EXERCISE OBJECTIVE: Rewrite the stretch of the brown dwarf passage from "The new discovery" through "planets or moons.", putting "failed star" wherever "brown dwarf" appears.

The new discovery is the smallest brown dwarf, with a mass less than one hundredth the mass of our sun, to be discovered with planet-forming properties. If the disk forms planets, the resulting solar system will be about 100 times smaller than our own.
Astronomers using NASA's Spitzer Space Telescope have discovered of the smallest known brown dwarf.
The brown dwarf contains only about 8 times the mass of Jupiter, and is surrounded by a dusty disk. It is even smaller than several planets around other stars, leading to the question of whether any objects that form from the disk around it should be considered planets or moons.
This artist's conception compares a hypothetical solar system centred around a tiny "sun" (top) to a known solar system centred around a star about the same size as our Sun called 55 Cancri. Astronomers using a combination of ground-based and orbiting telescopes, including NASA's Spitzer Space Telescope and the Hubble Space Telescope, discovered the beginnings of such a miniature solar system 500 light-years away in the Chamaeleon constellation. The tiny system consists of an unusually small "failed" star, or brown dwarf called Cha 110913-773444, and a surrounding disk of gas and dust that might one day form planets. At a mass of only eight times that of Jupiter, the brown dwarf is actually smaller than several known extrasolar planets. The largest planet in the 55 Cancri system is about four Jupiter masses. The astronomers, lead by Kevin Luhman at Penn State, speculate that the disk around Cha 110913-773444 might have enough mass to make a small gas giant and a few Earth-sized rocky planets, as depicted here around the little brown dwarf. Credit: NASA/JPL-Caltech/Harvard-Smithsonian CfA Position(2000): RA = 11h07m45s, Dec = 77°40'00"

DATASET EXCERPTS:
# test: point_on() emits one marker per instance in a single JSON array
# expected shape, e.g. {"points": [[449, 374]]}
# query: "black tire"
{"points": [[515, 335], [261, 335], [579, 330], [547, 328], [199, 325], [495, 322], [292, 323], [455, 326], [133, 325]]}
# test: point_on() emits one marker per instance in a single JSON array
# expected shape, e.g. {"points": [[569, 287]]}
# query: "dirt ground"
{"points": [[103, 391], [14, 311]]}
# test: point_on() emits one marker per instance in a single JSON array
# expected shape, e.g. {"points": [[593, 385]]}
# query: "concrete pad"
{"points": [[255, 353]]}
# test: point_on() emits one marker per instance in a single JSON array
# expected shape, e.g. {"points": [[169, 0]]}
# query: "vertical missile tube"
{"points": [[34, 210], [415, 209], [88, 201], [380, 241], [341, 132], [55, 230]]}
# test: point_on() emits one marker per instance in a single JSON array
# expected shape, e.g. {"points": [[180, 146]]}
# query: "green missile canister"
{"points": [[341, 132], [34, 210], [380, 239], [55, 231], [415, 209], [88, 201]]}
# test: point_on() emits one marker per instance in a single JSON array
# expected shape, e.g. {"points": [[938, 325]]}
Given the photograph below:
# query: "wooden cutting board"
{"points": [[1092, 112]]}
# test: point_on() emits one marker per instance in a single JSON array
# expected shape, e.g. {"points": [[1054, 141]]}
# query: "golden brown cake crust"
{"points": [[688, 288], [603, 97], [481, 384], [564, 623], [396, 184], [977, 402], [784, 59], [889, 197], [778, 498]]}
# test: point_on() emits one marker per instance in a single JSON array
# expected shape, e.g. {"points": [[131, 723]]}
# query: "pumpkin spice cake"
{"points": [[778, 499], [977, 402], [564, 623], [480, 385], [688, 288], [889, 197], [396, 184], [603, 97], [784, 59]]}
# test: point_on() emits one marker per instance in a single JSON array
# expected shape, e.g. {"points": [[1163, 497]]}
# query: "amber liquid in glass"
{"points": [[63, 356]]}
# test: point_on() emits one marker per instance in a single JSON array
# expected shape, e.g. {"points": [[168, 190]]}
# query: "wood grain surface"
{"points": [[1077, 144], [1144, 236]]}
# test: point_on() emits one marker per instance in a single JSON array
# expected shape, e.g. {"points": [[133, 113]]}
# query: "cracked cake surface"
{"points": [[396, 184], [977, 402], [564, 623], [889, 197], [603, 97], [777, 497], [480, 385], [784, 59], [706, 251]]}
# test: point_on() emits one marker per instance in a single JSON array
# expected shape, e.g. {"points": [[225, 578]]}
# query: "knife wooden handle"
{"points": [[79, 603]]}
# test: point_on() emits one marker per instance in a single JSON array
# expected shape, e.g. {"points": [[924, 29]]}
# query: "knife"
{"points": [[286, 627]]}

CORRECT OUTPUT:
The new discovery is the smallest failed star, with a mass less than one hundredth the mass of our sun, to be discovered with planet-forming properties. If the disk forms planets, the resulting solar system will be about 100 times smaller than our own.
Astronomers using NASA's Spitzer Space Telescope have discovered of the smallest known failed star.
The failed star contains only about 8 times the mass of Jupiter, and is surrounded by a dusty disk. It is even smaller than several planets around other stars, leading to the question of whether any objects that form from the disk around it should be considered planets or moons.